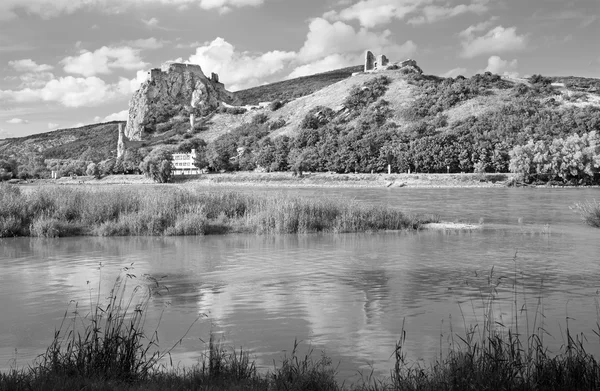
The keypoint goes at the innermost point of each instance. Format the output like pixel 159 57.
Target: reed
pixel 589 211
pixel 113 353
pixel 69 211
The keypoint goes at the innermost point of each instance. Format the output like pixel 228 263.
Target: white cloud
pixel 455 72
pixel 103 60
pixel 226 5
pixel 35 80
pixel 502 67
pixel 148 43
pixel 5 133
pixel 498 39
pixel 372 13
pixel 120 116
pixel 239 69
pixel 53 8
pixel 126 86
pixel 434 13
pixel 19 121
pixel 325 38
pixel 150 23
pixel 28 65
pixel 68 91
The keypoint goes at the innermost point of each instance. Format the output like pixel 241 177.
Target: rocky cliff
pixel 175 91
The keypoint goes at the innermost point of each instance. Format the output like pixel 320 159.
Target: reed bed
pixel 109 350
pixel 589 211
pixel 57 211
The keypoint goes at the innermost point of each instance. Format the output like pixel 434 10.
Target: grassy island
pixel 56 211
pixel 108 349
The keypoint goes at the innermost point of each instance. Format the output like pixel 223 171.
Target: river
pixel 348 295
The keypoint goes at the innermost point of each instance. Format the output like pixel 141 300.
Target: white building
pixel 183 163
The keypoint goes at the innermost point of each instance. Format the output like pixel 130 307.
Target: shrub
pixel 276 105
pixel 158 165
pixel 234 110
pixel 277 124
pixel 317 117
pixel 260 119
pixel 369 92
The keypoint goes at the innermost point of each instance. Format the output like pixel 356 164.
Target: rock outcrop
pixel 381 62
pixel 174 90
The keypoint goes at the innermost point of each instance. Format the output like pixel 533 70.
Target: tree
pixel 158 165
pixel 93 170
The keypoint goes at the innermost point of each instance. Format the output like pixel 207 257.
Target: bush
pixel 366 94
pixel 235 110
pixel 276 105
pixel 260 119
pixel 317 117
pixel 277 124
pixel 158 165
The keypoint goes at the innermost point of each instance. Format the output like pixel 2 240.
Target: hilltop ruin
pixel 174 93
pixel 381 62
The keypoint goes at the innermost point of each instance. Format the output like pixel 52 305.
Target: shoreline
pixel 287 179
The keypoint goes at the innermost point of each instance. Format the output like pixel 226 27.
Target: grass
pixel 295 88
pixel 56 211
pixel 589 211
pixel 109 350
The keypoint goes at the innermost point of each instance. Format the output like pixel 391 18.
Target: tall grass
pixel 113 352
pixel 589 211
pixel 68 211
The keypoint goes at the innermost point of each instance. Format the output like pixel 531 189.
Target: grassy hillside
pixel 66 143
pixel 295 88
pixel 338 122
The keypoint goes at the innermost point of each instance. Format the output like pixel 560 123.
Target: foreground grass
pixel 56 211
pixel 109 350
pixel 589 211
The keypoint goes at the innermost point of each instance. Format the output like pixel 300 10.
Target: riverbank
pixel 107 348
pixel 287 179
pixel 58 211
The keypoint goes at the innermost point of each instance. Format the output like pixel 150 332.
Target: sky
pixel 68 63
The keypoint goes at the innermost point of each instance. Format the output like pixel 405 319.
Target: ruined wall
pixel 173 90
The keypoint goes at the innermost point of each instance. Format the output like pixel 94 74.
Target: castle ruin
pixel 381 62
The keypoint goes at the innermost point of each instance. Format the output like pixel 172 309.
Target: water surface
pixel 348 294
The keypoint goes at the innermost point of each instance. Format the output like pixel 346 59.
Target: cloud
pixel 497 40
pixel 150 23
pixel 52 8
pixel 16 121
pixel 68 91
pixel 5 133
pixel 373 13
pixel 148 43
pixel 455 72
pixel 325 38
pixel 103 60
pixel 434 13
pixel 28 65
pixel 226 5
pixel 35 80
pixel 120 116
pixel 502 67
pixel 128 86
pixel 239 69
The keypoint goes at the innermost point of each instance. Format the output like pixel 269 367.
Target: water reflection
pixel 346 294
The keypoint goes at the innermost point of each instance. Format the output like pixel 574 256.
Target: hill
pixel 338 122
pixel 100 139
pixel 295 88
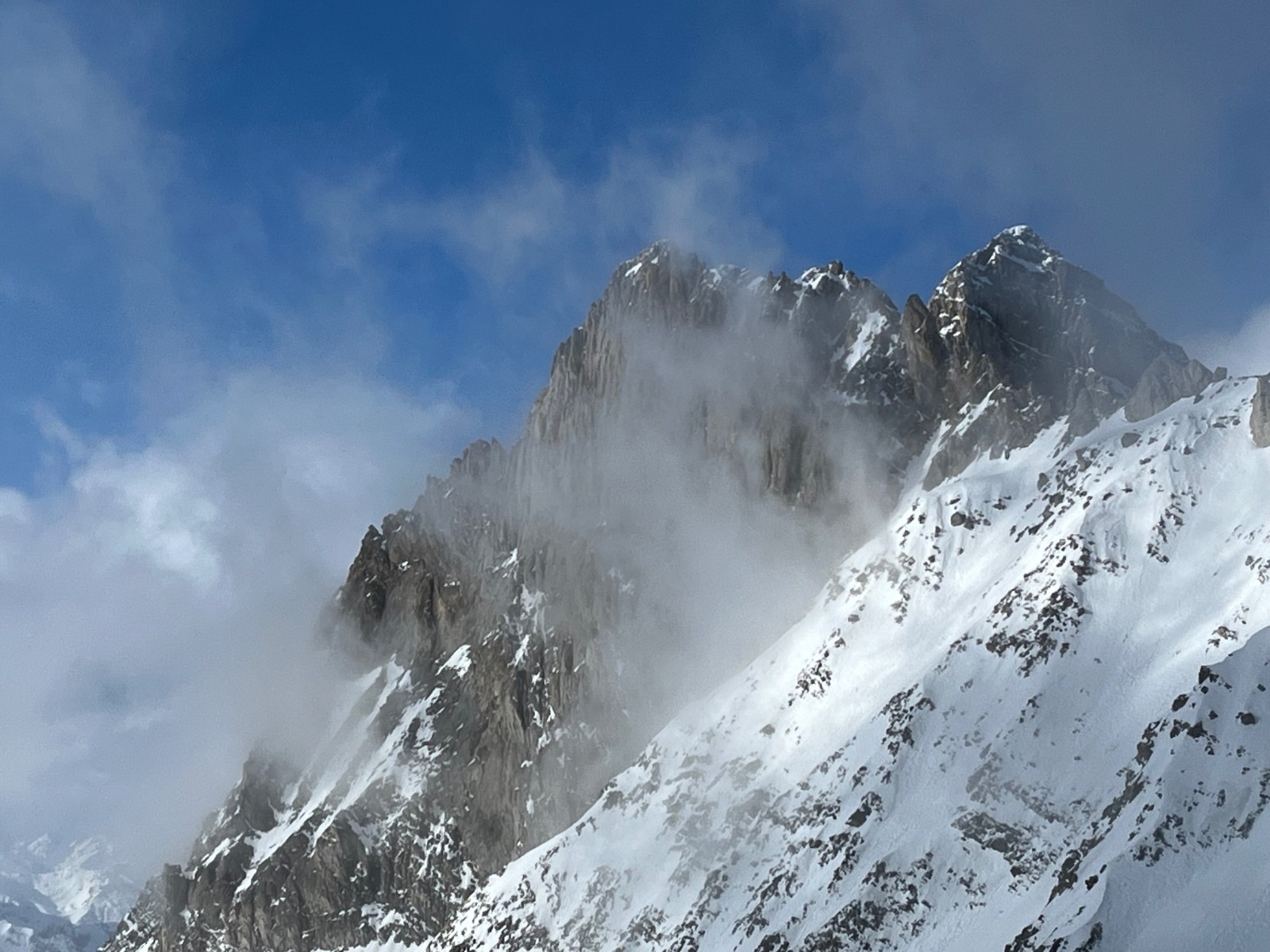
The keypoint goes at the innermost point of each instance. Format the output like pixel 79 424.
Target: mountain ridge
pixel 501 620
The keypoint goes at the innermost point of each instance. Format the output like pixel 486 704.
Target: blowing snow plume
pixel 705 448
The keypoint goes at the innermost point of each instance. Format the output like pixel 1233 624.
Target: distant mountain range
pixel 61 896
pixel 795 620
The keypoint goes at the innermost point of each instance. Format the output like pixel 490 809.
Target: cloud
pixel 160 609
pixel 1245 351
pixel 70 130
pixel 537 232
pixel 1110 125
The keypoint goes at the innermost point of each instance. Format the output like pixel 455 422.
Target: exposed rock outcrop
pixel 1260 419
pixel 502 622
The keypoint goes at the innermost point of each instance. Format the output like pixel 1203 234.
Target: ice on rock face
pixel 971 739
pixel 1032 710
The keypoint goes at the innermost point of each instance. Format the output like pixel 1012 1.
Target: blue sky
pixel 266 264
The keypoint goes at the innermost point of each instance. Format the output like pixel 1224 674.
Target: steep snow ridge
pixel 61 895
pixel 1041 682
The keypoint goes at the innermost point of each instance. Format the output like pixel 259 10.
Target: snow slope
pixel 59 896
pixel 1030 714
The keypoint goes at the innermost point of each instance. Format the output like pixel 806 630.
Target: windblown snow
pixel 1030 714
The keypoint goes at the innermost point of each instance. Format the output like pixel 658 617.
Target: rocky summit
pixel 795 620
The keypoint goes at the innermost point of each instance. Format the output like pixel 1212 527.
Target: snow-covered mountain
pixel 1032 714
pixel 61 896
pixel 1022 714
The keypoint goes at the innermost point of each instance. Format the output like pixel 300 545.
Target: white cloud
pixel 1245 352
pixel 159 611
pixel 541 232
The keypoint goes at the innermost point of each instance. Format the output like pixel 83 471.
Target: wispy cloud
pixel 159 612
pixel 1110 124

◆ ABOUT THIS TASK ◆
Every line above from the line with "Target: castle ruin" to the line with "pixel 346 59.", both included, must be reproduced exactly, and no other line may appear.

◆ RESPONSE TO THE EXERCISE ◆
Target: castle ruin
pixel 381 62
The keypoint goes at the innermost point of each instance. Format the output like pixel 172 309.
Target: water surface
pixel 348 294
The keypoint goes at the innermost point of each instance. Format the output like pixel 346 59.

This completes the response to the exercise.